• WORK ITEM: Would you reproduce exactly the lines below from the one holding "positive clicks: (514, 349)" through the one holding "positive clicks: (160, 773) (909, 452)", inclusive, and no others?

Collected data
= = = = = = =

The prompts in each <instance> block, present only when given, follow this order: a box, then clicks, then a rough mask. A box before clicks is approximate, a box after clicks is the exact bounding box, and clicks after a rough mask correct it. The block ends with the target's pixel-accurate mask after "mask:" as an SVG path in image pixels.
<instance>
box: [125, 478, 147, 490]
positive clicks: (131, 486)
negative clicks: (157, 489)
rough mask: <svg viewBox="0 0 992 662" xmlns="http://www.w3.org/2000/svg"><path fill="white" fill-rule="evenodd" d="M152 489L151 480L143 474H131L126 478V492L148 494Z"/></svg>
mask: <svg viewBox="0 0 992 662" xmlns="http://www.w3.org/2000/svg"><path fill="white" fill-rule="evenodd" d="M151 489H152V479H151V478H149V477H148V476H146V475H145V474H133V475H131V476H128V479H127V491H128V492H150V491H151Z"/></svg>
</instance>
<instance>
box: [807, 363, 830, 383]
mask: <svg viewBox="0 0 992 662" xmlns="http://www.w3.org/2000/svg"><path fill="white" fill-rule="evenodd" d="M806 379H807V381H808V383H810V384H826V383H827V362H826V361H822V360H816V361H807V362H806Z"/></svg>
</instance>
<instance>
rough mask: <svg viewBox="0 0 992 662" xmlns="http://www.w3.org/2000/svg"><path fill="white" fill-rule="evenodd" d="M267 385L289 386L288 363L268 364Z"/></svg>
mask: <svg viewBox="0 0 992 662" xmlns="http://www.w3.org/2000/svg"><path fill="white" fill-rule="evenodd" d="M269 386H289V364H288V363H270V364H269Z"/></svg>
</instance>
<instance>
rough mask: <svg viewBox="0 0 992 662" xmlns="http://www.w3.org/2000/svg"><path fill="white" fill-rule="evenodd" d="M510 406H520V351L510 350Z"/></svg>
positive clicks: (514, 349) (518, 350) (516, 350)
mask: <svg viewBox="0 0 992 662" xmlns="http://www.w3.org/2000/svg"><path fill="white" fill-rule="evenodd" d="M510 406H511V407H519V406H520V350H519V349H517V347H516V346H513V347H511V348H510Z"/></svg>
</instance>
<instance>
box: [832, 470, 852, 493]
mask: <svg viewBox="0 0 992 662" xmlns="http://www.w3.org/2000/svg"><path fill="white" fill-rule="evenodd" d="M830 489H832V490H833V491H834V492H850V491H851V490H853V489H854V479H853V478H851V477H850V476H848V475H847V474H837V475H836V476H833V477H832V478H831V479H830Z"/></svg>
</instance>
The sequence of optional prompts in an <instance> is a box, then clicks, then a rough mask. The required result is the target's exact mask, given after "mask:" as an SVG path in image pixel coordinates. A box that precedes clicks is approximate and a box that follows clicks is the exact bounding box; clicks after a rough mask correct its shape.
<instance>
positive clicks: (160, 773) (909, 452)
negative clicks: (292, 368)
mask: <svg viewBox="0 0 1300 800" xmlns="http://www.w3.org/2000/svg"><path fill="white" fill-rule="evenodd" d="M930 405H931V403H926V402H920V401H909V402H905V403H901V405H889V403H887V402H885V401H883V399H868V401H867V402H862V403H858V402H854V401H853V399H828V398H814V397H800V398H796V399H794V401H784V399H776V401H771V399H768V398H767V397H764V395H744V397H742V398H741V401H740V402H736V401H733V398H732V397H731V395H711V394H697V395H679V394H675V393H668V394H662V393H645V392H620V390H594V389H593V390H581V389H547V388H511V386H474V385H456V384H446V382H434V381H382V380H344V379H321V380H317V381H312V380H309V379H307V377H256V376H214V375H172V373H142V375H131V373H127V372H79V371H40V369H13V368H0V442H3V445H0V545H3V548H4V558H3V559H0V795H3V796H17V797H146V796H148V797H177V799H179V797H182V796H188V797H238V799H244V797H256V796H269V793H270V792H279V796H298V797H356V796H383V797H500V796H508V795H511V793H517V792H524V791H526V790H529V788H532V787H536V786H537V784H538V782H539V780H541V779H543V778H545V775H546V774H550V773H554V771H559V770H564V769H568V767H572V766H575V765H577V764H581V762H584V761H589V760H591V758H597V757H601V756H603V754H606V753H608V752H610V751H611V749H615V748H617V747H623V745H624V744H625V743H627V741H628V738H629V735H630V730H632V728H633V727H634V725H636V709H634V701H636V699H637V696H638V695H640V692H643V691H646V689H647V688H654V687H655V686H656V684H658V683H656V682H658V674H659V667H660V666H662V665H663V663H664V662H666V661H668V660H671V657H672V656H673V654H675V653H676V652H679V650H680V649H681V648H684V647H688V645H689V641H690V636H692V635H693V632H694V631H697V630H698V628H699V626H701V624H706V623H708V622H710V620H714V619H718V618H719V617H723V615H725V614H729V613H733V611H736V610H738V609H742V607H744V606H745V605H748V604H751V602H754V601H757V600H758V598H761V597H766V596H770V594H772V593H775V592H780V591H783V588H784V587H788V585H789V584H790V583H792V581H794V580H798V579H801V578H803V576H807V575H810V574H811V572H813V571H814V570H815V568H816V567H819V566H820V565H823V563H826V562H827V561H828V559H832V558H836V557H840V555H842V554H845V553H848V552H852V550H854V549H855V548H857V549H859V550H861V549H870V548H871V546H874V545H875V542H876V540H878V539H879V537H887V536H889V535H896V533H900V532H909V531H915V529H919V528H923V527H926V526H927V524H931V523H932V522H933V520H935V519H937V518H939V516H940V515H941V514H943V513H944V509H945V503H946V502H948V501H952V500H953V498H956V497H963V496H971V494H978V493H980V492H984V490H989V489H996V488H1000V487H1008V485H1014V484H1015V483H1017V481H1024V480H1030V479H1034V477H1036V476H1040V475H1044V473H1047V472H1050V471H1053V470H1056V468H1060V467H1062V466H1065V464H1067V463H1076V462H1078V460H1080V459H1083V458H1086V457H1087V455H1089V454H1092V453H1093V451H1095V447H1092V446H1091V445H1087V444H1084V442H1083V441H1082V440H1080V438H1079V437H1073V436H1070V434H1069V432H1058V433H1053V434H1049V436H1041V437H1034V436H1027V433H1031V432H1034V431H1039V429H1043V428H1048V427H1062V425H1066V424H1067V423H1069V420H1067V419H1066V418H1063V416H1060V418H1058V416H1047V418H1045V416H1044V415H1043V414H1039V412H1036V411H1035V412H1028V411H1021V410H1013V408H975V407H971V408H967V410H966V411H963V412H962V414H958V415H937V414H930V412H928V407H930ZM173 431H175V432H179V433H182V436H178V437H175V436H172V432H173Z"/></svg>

= = = = = = =

• RESPONSE AREA:
positive clicks: (514, 349) (518, 350) (516, 350)
mask: <svg viewBox="0 0 992 662" xmlns="http://www.w3.org/2000/svg"><path fill="white" fill-rule="evenodd" d="M510 406H511V407H519V406H520V350H519V349H517V347H516V346H513V347H511V348H510Z"/></svg>
</instance>
<instance>
box: [832, 470, 852, 493]
mask: <svg viewBox="0 0 992 662" xmlns="http://www.w3.org/2000/svg"><path fill="white" fill-rule="evenodd" d="M830 489H832V490H833V491H834V492H850V491H851V490H853V489H854V479H853V478H851V477H850V476H848V475H847V474H837V475H836V476H833V477H832V478H831V479H830Z"/></svg>
</instance>
The sequence of optional prompts in an <instance> is a box, then clicks, then a rough mask. The required result is the target's exact mask, given after "mask:" as an SVG path in image pixel coordinates. A box that precedes clicks is approximate and a box that follows clicks is the exact bounding box; clicks after a rough mask correct its shape.
<instance>
positive clicks: (160, 773) (909, 452)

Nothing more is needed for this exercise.